§ The request
Lay out every line of the material below as a Markdown table with two columns, Row and Line. Number the rows and omit blank lines.

§ Information shown
____________

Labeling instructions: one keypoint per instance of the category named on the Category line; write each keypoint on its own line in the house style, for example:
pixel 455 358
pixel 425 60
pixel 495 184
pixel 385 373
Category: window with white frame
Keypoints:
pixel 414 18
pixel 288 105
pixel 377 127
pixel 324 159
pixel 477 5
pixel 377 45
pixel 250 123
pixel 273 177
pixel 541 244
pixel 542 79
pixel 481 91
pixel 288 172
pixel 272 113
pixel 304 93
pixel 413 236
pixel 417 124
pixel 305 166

____________

§ Response to the task
| Row | Line |
|---|---|
| 1 | Labeling instructions: one keypoint per instance of the category named on the Category line; write each keypoint on its own line in the house style, for example: |
| 2 | pixel 455 358 |
| 3 | pixel 425 60 |
| 4 | pixel 495 184 |
| 5 | pixel 385 373 |
| 6 | Category: window with white frame |
| 7 | Keypoints: |
| 8 | pixel 414 18 |
| 9 | pixel 288 105 |
| 10 | pixel 377 127 |
| 11 | pixel 324 159 |
| 12 | pixel 477 5 |
| 13 | pixel 377 45 |
| 14 | pixel 250 123 |
| 15 | pixel 273 177 |
| 16 | pixel 541 244 |
| 17 | pixel 542 79 |
| 18 | pixel 481 91 |
| 19 | pixel 288 172 |
| 20 | pixel 272 113 |
| 21 | pixel 304 93 |
| 22 | pixel 413 236 |
| 23 | pixel 417 124 |
| 24 | pixel 305 166 |